— BEGIN Entries shown —

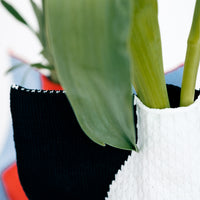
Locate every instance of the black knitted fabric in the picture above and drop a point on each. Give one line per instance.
(55, 159)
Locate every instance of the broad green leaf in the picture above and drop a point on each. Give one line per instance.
(145, 46)
(89, 44)
(14, 67)
(15, 13)
(192, 60)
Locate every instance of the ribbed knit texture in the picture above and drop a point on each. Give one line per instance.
(55, 159)
(167, 166)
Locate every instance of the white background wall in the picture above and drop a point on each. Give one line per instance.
(175, 18)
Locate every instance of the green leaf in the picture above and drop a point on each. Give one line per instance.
(14, 67)
(40, 19)
(89, 44)
(15, 13)
(192, 60)
(145, 46)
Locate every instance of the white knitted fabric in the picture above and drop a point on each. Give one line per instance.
(167, 166)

— END Entries shown —

What is needed =>
Can you copy every line of the items above verbatim, leaving out the picture?

Exercise answer =>
Locate every instance of the black knitted fabric in the picture above and drop a point on each. Give one line per instance.
(55, 159)
Locate every instance of the broad green leaf in the picture above and drop a point on each. Give one line per instance.
(145, 46)
(89, 44)
(14, 67)
(15, 13)
(192, 60)
Locate every instance of the ribbed knit texture in the picture above and drop a point on each. Give one line per instance.
(55, 159)
(167, 166)
Locate every instance of the white background wall in the picture above and drop a point on each. Give one line per instance.
(175, 18)
Locate every instance of the green leaf in the picture above and drop a point on each. Give one line per instance.
(14, 67)
(40, 19)
(89, 44)
(15, 13)
(192, 60)
(145, 46)
Locate every instance of the white knitted fabric in the picture above and drop a point on each. Give one line per instance.
(167, 166)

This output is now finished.